─── Page excerpt ───
Xu Houze (4 May 1934 – 31 August 2021) was a Chinese geodesist and geophysicist, and member of Chinese Academy of Sciences.

Biography 
Xu was born in She County, Anhui, on 4 May 1934. After graduating from Tongji University in 1955, he began graduate work at the Institute of Geodesy and Geophysics, Chinese Academy of Sciences. He joined the Communist Party in May 1983. In June 2006, he was hired as a Distinguished Professor at Shandong University of Technology. In April 2001, he was engaged by Huazhong University of Science and Technology as a professor and director of Institute of Geophysics. On 31 August 2021, he died from an illness in Wuhan, Hubei, aged 87.

He was a delegate to the 6th, 7th and 8th National People's Congress.

Works

Honours and awards 
 1980 Title of National Labor Hero
 1991 Member of the Chinese Academy of Sciences (CAS)
───
:: Task brief ::
In the Xu Houze biography, which university did he graduate from in 1955?
─── Record extracts ───
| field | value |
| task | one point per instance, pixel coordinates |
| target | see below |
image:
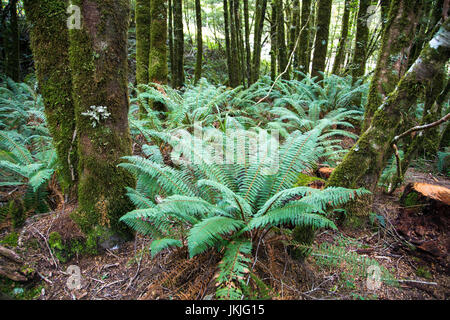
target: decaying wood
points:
(12, 266)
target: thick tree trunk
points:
(339, 60)
(321, 43)
(363, 165)
(143, 22)
(199, 60)
(178, 76)
(98, 58)
(394, 55)
(50, 45)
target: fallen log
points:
(13, 267)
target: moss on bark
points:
(363, 165)
(50, 41)
(98, 57)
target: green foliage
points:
(228, 206)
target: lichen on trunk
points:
(98, 58)
(50, 41)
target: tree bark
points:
(260, 13)
(199, 60)
(304, 44)
(362, 36)
(394, 55)
(143, 23)
(50, 45)
(363, 165)
(321, 43)
(98, 58)
(339, 60)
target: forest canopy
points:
(242, 145)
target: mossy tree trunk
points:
(178, 76)
(304, 42)
(394, 55)
(199, 59)
(158, 70)
(321, 43)
(339, 60)
(98, 58)
(260, 13)
(50, 42)
(364, 163)
(362, 36)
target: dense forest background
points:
(224, 149)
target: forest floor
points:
(129, 272)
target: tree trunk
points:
(273, 41)
(339, 60)
(321, 43)
(362, 36)
(226, 17)
(12, 45)
(304, 45)
(394, 55)
(260, 13)
(178, 76)
(143, 22)
(50, 45)
(199, 60)
(98, 58)
(282, 61)
(363, 165)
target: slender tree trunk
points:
(55, 81)
(281, 39)
(260, 13)
(199, 60)
(226, 16)
(170, 36)
(362, 36)
(273, 41)
(98, 58)
(339, 60)
(178, 76)
(295, 31)
(321, 43)
(142, 40)
(235, 44)
(12, 43)
(157, 71)
(248, 55)
(394, 55)
(363, 165)
(303, 52)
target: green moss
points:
(50, 42)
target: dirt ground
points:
(129, 272)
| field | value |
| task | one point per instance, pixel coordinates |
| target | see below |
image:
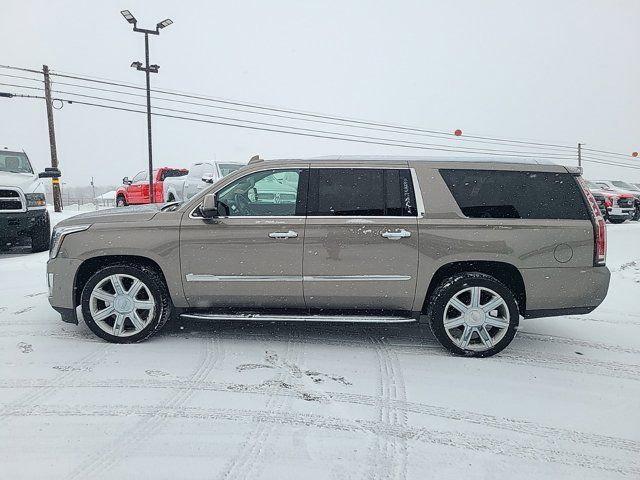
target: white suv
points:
(23, 209)
(618, 186)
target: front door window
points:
(266, 193)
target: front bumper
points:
(19, 224)
(61, 274)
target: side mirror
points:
(209, 208)
(50, 173)
(207, 178)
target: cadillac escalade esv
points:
(469, 245)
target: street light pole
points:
(148, 69)
(148, 78)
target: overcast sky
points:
(552, 71)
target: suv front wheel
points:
(125, 303)
(473, 314)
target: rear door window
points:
(508, 194)
(361, 192)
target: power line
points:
(605, 152)
(185, 102)
(349, 123)
(302, 113)
(274, 130)
(447, 148)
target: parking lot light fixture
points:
(147, 69)
(128, 16)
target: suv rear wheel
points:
(125, 303)
(473, 314)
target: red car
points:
(136, 190)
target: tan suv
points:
(471, 245)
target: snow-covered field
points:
(250, 401)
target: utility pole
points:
(128, 16)
(55, 182)
(579, 154)
(93, 188)
(150, 143)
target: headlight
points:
(58, 235)
(35, 200)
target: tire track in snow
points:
(60, 381)
(250, 454)
(106, 457)
(538, 337)
(389, 453)
(466, 442)
(485, 420)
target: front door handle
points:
(289, 234)
(402, 233)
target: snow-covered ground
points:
(249, 401)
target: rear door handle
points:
(402, 233)
(289, 234)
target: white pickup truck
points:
(179, 189)
(23, 209)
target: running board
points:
(259, 317)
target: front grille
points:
(10, 205)
(10, 200)
(9, 194)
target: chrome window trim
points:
(416, 190)
(418, 193)
(193, 277)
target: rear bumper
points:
(18, 224)
(564, 289)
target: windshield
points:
(227, 168)
(626, 186)
(14, 162)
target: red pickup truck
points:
(136, 190)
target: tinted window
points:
(503, 194)
(361, 192)
(267, 193)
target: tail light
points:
(599, 227)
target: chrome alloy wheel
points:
(476, 318)
(121, 305)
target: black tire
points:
(453, 286)
(41, 235)
(157, 287)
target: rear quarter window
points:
(509, 194)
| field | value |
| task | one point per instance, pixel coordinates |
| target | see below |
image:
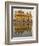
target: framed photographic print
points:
(21, 20)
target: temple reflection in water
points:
(22, 21)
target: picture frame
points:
(21, 22)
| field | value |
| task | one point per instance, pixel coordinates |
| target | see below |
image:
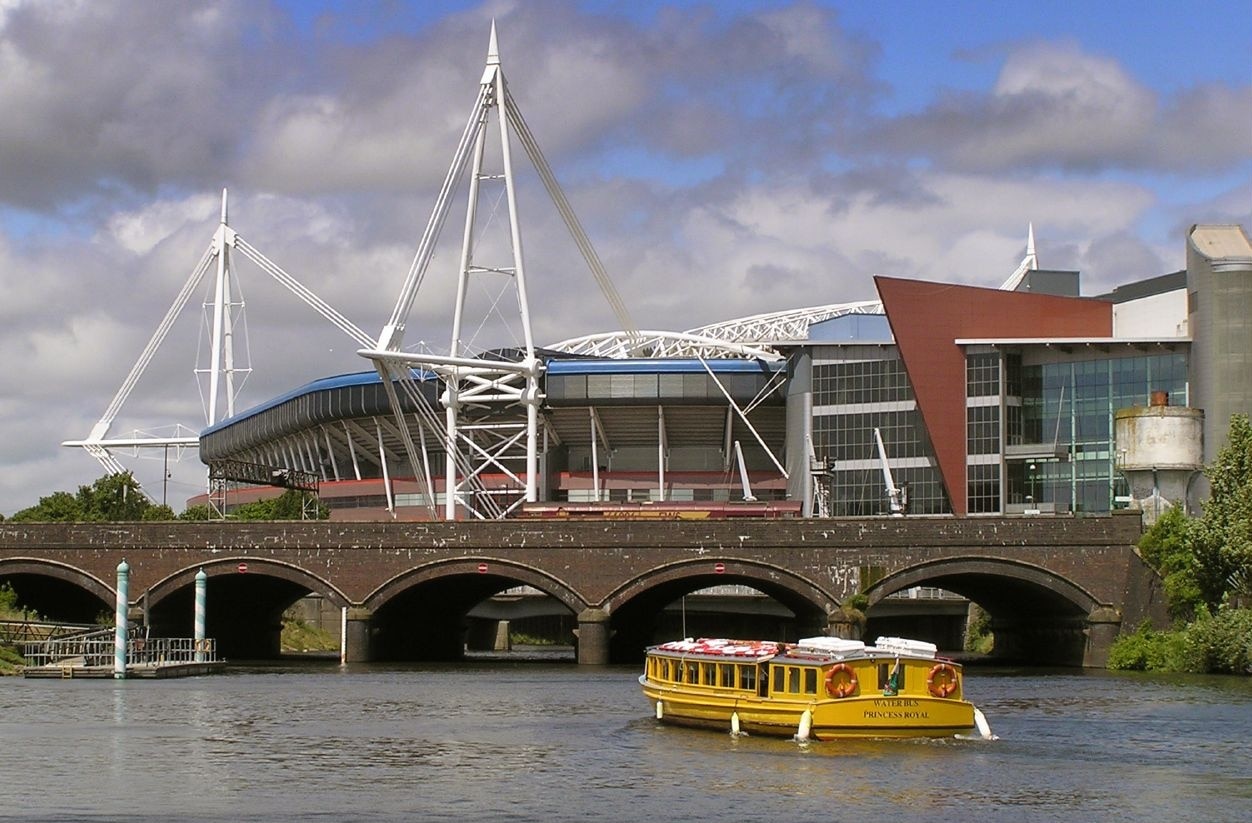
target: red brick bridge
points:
(1058, 589)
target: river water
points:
(502, 740)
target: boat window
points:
(884, 674)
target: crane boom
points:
(895, 499)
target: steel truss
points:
(227, 313)
(483, 434)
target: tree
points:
(1221, 540)
(1167, 548)
(110, 499)
(287, 506)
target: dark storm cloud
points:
(137, 95)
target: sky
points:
(725, 159)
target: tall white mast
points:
(478, 442)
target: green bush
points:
(1148, 650)
(1220, 643)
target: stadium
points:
(935, 398)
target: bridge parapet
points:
(809, 565)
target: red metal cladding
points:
(927, 320)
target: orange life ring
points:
(840, 689)
(947, 687)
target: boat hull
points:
(854, 717)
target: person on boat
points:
(893, 680)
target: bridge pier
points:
(356, 635)
(1103, 625)
(592, 635)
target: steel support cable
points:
(154, 343)
(427, 414)
(304, 293)
(389, 380)
(567, 214)
(744, 417)
(426, 246)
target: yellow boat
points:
(825, 688)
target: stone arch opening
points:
(58, 591)
(246, 599)
(1036, 615)
(642, 611)
(438, 610)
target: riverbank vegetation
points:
(120, 499)
(10, 662)
(301, 636)
(1206, 564)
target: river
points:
(502, 740)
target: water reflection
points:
(496, 740)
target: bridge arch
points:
(1034, 614)
(246, 600)
(490, 570)
(979, 578)
(56, 589)
(423, 613)
(636, 609)
(790, 589)
(262, 566)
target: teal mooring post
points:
(200, 585)
(119, 640)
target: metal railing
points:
(98, 648)
(21, 631)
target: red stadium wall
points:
(927, 320)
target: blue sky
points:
(726, 158)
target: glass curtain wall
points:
(1069, 406)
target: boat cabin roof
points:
(806, 650)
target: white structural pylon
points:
(225, 311)
(478, 442)
(1029, 263)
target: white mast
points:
(476, 440)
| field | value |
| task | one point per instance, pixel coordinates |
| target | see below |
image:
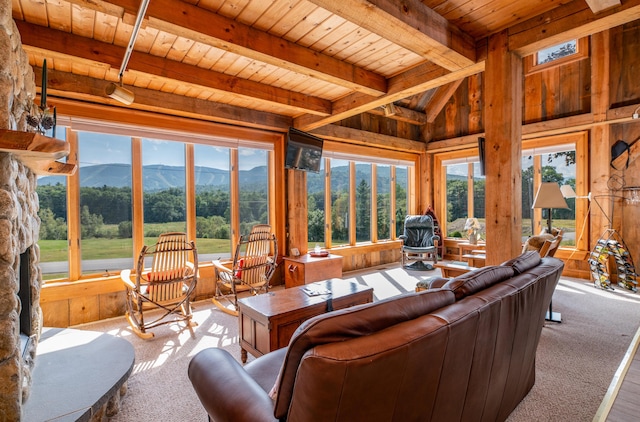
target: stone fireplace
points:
(19, 228)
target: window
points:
(53, 244)
(164, 186)
(105, 202)
(551, 164)
(383, 201)
(213, 203)
(363, 202)
(316, 207)
(556, 55)
(339, 202)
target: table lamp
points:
(549, 196)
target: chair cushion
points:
(476, 280)
(344, 324)
(523, 262)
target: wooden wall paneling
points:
(112, 305)
(352, 203)
(137, 197)
(503, 127)
(569, 90)
(297, 212)
(625, 58)
(190, 193)
(553, 92)
(600, 136)
(84, 309)
(475, 103)
(626, 213)
(533, 98)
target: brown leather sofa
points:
(465, 351)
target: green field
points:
(102, 248)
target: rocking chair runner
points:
(254, 264)
(166, 287)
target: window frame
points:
(582, 52)
(581, 142)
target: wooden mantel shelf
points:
(38, 152)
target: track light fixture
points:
(120, 93)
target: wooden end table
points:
(268, 321)
(308, 269)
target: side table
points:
(267, 321)
(308, 269)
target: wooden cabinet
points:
(268, 321)
(306, 269)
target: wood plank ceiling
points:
(275, 63)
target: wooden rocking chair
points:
(166, 287)
(254, 264)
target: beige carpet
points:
(576, 359)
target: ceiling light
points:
(389, 109)
(119, 93)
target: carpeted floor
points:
(576, 359)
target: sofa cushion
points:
(523, 262)
(476, 280)
(344, 324)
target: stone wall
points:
(19, 225)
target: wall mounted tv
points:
(304, 151)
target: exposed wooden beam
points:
(440, 98)
(414, 81)
(403, 115)
(85, 48)
(123, 116)
(193, 22)
(361, 137)
(570, 21)
(411, 25)
(598, 6)
(90, 89)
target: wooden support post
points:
(503, 150)
(297, 211)
(600, 136)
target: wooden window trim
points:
(583, 52)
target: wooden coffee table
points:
(268, 321)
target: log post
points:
(503, 150)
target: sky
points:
(99, 148)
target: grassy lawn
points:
(57, 250)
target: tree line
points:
(108, 205)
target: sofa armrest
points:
(225, 389)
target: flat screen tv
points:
(304, 151)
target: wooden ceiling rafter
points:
(186, 20)
(412, 25)
(90, 89)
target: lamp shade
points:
(549, 196)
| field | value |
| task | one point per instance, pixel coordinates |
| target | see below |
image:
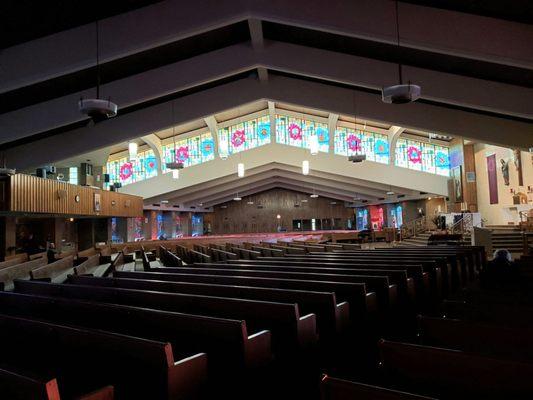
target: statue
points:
(505, 171)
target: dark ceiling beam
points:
(435, 30)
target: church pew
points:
(332, 317)
(56, 272)
(245, 254)
(405, 285)
(291, 331)
(94, 265)
(84, 360)
(340, 389)
(18, 384)
(387, 294)
(454, 374)
(475, 337)
(19, 271)
(168, 258)
(226, 341)
(428, 275)
(362, 303)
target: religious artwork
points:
(457, 184)
(505, 171)
(97, 204)
(517, 160)
(493, 179)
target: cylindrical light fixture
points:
(313, 145)
(240, 170)
(305, 167)
(132, 150)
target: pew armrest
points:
(307, 331)
(187, 378)
(342, 316)
(258, 349)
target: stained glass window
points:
(244, 136)
(298, 132)
(350, 142)
(124, 171)
(190, 151)
(421, 156)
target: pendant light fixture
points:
(132, 150)
(97, 109)
(240, 170)
(313, 144)
(401, 93)
(175, 165)
(305, 167)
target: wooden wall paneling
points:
(30, 194)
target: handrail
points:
(414, 227)
(465, 224)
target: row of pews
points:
(260, 322)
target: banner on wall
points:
(493, 179)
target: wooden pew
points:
(361, 302)
(482, 338)
(340, 389)
(17, 384)
(245, 254)
(19, 271)
(405, 285)
(83, 360)
(387, 294)
(55, 272)
(454, 374)
(93, 266)
(226, 341)
(332, 317)
(291, 331)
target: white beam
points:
(394, 134)
(332, 126)
(212, 124)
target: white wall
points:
(495, 214)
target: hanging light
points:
(132, 149)
(305, 167)
(313, 145)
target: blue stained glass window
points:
(421, 156)
(244, 136)
(126, 172)
(298, 132)
(190, 151)
(349, 141)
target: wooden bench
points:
(17, 384)
(332, 317)
(362, 303)
(84, 360)
(386, 293)
(93, 266)
(488, 339)
(405, 285)
(226, 341)
(19, 271)
(340, 389)
(454, 374)
(55, 272)
(291, 332)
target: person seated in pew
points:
(501, 271)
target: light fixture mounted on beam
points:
(401, 93)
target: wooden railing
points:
(413, 228)
(464, 225)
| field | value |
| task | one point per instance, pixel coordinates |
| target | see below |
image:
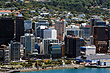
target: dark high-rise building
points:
(72, 46)
(6, 30)
(19, 27)
(100, 38)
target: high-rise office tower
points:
(6, 30)
(15, 51)
(46, 43)
(100, 38)
(19, 27)
(72, 46)
(92, 23)
(60, 26)
(29, 44)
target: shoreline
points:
(54, 68)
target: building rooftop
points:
(95, 57)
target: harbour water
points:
(81, 70)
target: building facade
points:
(15, 51)
(27, 25)
(19, 27)
(50, 33)
(100, 38)
(72, 46)
(6, 30)
(60, 26)
(4, 54)
(92, 23)
(55, 50)
(39, 31)
(42, 22)
(46, 43)
(29, 44)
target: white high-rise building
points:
(42, 23)
(27, 25)
(46, 43)
(50, 33)
(29, 44)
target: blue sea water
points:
(81, 70)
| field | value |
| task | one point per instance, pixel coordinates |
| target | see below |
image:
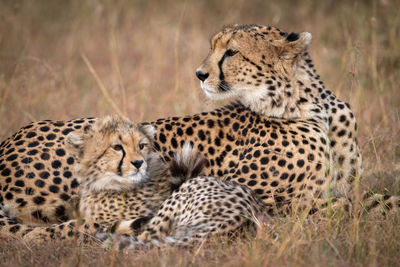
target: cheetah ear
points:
(74, 143)
(294, 44)
(149, 130)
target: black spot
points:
(67, 174)
(300, 163)
(341, 133)
(40, 183)
(38, 166)
(54, 189)
(15, 228)
(32, 152)
(252, 183)
(300, 177)
(19, 173)
(6, 172)
(33, 144)
(70, 160)
(264, 160)
(60, 152)
(30, 175)
(189, 131)
(56, 164)
(292, 37)
(274, 184)
(65, 197)
(29, 191)
(38, 200)
(51, 137)
(284, 176)
(30, 134)
(245, 169)
(45, 156)
(19, 183)
(12, 157)
(60, 211)
(44, 175)
(162, 138)
(74, 183)
(282, 162)
(67, 131)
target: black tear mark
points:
(292, 37)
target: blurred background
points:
(68, 59)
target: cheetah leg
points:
(12, 228)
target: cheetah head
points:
(113, 154)
(252, 63)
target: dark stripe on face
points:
(221, 73)
(119, 170)
(223, 86)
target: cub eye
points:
(142, 145)
(117, 147)
(230, 52)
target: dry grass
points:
(64, 59)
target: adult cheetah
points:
(288, 137)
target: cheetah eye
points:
(142, 145)
(230, 53)
(117, 147)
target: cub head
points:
(251, 62)
(113, 154)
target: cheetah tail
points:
(187, 163)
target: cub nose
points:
(137, 163)
(201, 75)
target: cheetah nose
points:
(137, 163)
(201, 75)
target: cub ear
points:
(74, 144)
(294, 44)
(75, 141)
(149, 130)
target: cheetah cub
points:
(120, 175)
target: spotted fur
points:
(288, 138)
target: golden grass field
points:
(66, 59)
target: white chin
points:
(211, 94)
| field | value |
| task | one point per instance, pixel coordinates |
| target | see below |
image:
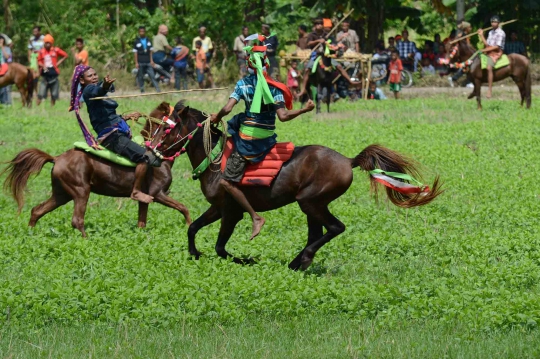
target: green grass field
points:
(457, 278)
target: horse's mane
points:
(198, 116)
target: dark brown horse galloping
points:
(518, 70)
(313, 177)
(77, 173)
(23, 78)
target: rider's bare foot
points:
(258, 222)
(141, 197)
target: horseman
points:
(464, 28)
(315, 39)
(493, 47)
(113, 131)
(253, 131)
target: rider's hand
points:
(107, 82)
(310, 105)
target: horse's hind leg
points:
(315, 231)
(167, 201)
(59, 198)
(229, 218)
(143, 214)
(210, 216)
(334, 227)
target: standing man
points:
(407, 50)
(6, 57)
(301, 44)
(35, 43)
(48, 64)
(239, 51)
(271, 44)
(79, 53)
(142, 49)
(494, 46)
(161, 48)
(348, 37)
(208, 49)
(514, 46)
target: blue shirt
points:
(252, 148)
(102, 112)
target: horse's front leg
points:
(211, 215)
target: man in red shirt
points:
(48, 68)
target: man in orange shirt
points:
(48, 68)
(79, 53)
(200, 63)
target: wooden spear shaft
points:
(157, 93)
(486, 29)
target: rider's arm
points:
(225, 110)
(285, 115)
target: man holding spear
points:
(494, 46)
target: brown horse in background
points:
(23, 78)
(518, 70)
(313, 177)
(77, 173)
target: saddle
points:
(109, 155)
(502, 62)
(262, 173)
(3, 69)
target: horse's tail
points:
(19, 170)
(392, 169)
(29, 86)
(528, 85)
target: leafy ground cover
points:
(452, 278)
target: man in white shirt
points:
(494, 46)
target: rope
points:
(207, 139)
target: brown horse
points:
(23, 78)
(518, 70)
(76, 173)
(313, 177)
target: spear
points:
(486, 29)
(157, 93)
(331, 31)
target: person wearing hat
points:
(319, 36)
(208, 48)
(494, 46)
(348, 37)
(253, 131)
(464, 28)
(48, 63)
(272, 44)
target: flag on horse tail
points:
(392, 181)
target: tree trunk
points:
(7, 17)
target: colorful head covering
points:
(76, 93)
(48, 38)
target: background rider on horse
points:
(494, 46)
(113, 131)
(253, 131)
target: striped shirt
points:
(496, 37)
(253, 133)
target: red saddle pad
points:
(3, 69)
(264, 172)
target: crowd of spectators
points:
(44, 58)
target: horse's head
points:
(166, 137)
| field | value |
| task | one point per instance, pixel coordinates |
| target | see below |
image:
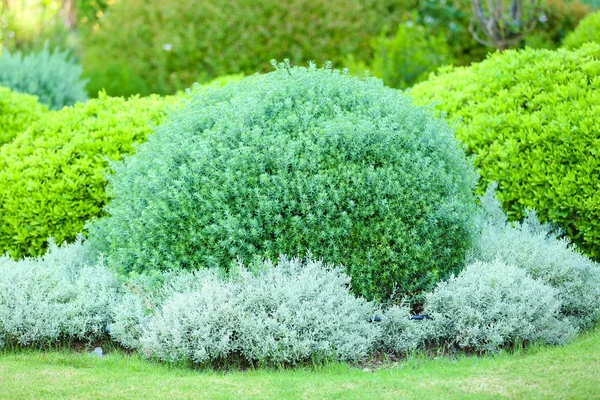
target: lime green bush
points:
(588, 30)
(530, 118)
(294, 161)
(52, 176)
(17, 112)
(156, 46)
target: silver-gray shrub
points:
(535, 248)
(273, 314)
(51, 75)
(54, 297)
(492, 304)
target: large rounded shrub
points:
(156, 46)
(531, 120)
(588, 30)
(294, 161)
(17, 112)
(52, 176)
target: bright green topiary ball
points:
(17, 112)
(588, 30)
(531, 120)
(52, 176)
(294, 161)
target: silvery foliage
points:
(401, 335)
(57, 296)
(275, 314)
(535, 248)
(493, 304)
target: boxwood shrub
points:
(588, 30)
(17, 112)
(296, 160)
(53, 175)
(530, 118)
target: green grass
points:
(571, 372)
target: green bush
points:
(52, 76)
(156, 46)
(296, 160)
(409, 56)
(530, 118)
(52, 176)
(588, 30)
(534, 248)
(17, 112)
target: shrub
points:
(530, 119)
(17, 112)
(535, 248)
(588, 30)
(281, 314)
(492, 305)
(53, 298)
(409, 56)
(52, 76)
(296, 160)
(154, 46)
(53, 176)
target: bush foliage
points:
(17, 112)
(155, 46)
(282, 314)
(588, 30)
(53, 176)
(534, 248)
(530, 119)
(52, 76)
(296, 160)
(54, 298)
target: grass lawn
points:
(570, 372)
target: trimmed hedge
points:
(530, 118)
(588, 30)
(293, 161)
(52, 176)
(17, 112)
(156, 46)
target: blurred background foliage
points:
(162, 46)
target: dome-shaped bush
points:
(531, 120)
(588, 30)
(52, 176)
(294, 161)
(17, 112)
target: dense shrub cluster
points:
(52, 76)
(155, 46)
(294, 161)
(54, 298)
(530, 119)
(588, 30)
(491, 305)
(287, 313)
(534, 248)
(17, 112)
(53, 176)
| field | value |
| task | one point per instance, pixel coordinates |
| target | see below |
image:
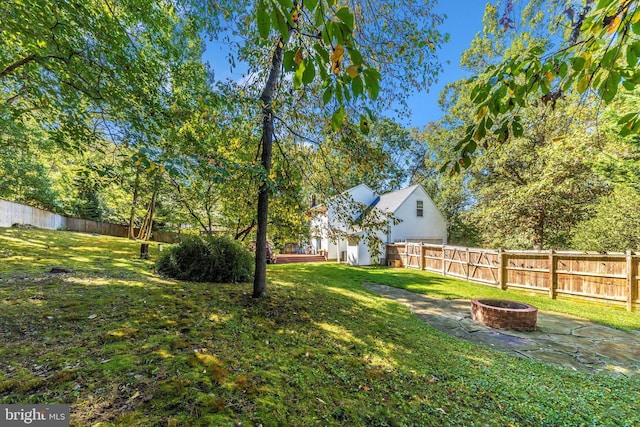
───
:: Response for this exercise ::
Tongji University